[Point annotation records]
....................
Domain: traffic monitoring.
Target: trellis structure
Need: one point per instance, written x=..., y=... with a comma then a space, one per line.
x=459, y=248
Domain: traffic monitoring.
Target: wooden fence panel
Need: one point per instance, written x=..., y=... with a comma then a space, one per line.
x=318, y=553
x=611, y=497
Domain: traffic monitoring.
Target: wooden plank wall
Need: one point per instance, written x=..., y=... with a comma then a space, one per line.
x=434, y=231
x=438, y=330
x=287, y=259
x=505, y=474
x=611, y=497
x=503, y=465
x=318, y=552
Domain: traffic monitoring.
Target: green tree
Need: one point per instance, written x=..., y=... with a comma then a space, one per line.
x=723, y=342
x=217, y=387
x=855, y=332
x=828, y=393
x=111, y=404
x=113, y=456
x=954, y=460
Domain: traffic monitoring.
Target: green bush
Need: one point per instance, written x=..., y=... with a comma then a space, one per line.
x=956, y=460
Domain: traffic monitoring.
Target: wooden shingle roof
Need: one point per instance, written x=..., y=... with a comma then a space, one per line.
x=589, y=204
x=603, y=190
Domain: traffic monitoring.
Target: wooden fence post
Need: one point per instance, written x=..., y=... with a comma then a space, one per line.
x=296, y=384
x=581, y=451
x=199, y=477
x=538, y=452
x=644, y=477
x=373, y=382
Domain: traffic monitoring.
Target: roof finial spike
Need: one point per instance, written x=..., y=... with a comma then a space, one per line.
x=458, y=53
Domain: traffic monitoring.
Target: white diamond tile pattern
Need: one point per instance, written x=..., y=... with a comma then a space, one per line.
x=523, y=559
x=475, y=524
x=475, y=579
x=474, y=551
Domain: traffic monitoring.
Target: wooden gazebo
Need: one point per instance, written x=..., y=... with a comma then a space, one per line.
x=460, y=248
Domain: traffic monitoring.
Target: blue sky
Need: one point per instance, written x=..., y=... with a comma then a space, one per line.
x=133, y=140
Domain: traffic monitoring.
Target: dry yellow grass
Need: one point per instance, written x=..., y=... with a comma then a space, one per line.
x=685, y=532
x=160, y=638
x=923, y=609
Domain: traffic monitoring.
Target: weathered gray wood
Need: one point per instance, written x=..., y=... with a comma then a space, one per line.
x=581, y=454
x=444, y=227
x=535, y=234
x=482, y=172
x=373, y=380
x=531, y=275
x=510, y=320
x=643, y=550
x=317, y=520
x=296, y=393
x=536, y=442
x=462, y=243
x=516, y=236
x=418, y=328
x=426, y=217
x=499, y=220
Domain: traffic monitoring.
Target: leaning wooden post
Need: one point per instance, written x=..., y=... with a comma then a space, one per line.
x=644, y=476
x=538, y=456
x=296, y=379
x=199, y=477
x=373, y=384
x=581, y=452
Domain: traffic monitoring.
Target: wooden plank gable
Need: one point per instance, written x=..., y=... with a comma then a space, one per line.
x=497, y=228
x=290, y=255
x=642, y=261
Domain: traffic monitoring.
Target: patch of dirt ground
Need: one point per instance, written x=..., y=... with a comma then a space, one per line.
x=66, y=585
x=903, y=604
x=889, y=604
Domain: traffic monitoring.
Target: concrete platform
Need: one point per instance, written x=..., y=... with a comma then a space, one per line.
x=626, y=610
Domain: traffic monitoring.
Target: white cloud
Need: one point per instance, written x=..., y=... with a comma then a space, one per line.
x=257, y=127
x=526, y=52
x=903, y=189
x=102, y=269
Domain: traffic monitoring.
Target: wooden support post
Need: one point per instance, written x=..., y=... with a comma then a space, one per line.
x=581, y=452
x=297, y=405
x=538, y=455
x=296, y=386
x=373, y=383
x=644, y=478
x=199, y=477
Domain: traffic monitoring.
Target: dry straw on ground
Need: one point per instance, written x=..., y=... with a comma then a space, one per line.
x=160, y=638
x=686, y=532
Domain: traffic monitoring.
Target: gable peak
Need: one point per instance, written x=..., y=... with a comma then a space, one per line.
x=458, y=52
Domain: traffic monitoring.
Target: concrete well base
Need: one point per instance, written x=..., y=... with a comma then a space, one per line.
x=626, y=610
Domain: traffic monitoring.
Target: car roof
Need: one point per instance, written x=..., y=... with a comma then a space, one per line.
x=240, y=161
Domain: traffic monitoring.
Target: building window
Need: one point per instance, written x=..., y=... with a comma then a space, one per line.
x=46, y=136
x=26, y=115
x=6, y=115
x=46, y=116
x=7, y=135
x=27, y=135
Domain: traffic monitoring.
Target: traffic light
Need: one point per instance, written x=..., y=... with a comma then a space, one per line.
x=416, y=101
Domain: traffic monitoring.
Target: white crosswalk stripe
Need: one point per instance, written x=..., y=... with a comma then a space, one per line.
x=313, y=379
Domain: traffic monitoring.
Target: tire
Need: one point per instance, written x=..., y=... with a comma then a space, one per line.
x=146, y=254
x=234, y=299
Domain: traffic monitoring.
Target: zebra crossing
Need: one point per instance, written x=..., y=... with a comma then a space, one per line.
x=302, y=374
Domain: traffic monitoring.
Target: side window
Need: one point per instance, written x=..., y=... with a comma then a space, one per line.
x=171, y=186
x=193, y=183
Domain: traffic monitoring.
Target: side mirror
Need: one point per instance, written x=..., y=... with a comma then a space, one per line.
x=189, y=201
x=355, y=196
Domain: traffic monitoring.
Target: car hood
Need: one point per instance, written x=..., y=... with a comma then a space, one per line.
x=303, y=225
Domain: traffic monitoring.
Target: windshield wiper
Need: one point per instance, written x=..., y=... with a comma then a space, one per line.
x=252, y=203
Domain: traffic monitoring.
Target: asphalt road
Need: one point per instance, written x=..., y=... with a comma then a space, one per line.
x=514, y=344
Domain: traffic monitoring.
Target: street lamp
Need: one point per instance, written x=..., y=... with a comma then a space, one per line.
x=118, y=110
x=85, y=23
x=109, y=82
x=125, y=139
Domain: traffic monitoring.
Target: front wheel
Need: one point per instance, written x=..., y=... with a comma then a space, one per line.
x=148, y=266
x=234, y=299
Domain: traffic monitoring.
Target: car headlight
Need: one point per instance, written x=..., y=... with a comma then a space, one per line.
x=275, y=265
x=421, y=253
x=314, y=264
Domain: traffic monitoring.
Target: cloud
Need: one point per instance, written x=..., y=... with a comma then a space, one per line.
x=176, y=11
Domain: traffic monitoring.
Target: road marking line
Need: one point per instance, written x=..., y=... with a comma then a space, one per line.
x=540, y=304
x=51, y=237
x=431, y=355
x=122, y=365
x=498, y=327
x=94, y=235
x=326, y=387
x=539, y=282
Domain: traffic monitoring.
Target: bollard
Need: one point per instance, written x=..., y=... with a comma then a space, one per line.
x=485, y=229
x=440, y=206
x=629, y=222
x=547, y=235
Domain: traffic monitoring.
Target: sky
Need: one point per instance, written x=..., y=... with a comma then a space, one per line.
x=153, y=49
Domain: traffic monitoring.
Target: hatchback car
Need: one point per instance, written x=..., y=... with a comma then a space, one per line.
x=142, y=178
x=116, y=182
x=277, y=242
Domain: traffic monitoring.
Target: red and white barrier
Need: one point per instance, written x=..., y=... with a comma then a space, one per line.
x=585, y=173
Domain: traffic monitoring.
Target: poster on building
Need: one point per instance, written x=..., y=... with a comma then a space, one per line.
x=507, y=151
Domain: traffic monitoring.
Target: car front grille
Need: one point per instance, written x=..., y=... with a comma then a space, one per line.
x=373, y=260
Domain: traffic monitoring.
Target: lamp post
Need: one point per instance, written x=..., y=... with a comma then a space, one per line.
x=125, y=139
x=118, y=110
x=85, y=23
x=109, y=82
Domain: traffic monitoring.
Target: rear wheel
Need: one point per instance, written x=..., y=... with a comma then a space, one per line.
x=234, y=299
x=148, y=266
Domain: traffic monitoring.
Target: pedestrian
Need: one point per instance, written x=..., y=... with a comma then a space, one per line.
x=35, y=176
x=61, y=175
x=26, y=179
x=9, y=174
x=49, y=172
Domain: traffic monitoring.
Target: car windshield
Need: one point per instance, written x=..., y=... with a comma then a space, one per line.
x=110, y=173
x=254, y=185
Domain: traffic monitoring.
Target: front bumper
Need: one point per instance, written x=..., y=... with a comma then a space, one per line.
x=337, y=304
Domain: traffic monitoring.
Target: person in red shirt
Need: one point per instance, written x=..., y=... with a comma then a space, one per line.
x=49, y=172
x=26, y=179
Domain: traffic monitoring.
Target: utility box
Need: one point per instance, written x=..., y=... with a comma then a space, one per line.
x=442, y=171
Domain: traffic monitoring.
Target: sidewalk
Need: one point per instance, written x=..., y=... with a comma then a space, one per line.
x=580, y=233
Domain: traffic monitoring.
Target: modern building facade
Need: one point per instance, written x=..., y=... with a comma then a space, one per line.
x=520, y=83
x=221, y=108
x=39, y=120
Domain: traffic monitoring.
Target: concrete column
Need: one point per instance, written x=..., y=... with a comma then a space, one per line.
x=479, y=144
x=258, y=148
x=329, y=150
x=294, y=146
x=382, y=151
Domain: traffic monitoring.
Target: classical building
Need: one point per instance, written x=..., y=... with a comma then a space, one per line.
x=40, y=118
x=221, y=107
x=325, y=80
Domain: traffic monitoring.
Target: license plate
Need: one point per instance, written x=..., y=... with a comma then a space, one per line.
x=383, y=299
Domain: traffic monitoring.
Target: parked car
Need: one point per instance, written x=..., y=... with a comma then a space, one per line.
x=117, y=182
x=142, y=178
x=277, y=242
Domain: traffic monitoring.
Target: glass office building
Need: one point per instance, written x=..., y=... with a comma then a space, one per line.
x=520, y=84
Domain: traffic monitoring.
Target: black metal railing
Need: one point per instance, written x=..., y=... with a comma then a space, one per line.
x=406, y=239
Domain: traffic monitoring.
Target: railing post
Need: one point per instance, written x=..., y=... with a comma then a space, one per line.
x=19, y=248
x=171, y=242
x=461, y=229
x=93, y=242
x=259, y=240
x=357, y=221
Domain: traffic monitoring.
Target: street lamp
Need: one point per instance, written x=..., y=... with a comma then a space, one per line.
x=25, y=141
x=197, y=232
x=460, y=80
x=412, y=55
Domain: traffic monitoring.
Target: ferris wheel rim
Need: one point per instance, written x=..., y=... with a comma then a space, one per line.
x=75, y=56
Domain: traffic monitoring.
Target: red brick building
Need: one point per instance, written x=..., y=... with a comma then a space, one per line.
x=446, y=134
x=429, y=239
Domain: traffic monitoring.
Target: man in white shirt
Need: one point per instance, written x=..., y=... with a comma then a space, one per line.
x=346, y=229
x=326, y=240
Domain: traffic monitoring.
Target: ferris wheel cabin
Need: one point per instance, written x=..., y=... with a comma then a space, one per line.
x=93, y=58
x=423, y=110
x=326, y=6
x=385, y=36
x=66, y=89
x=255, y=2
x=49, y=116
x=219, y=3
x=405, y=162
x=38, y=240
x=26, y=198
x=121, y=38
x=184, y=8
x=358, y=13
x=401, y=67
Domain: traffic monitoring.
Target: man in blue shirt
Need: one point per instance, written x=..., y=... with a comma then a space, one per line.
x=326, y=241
....................
▶ [Work to complete]: List every line in the records above that contains the word "shirt", matching case.

▶ [Solved exercise]:
Target: person in red shirt
Target: man in white shirt
Target: man in blue shirt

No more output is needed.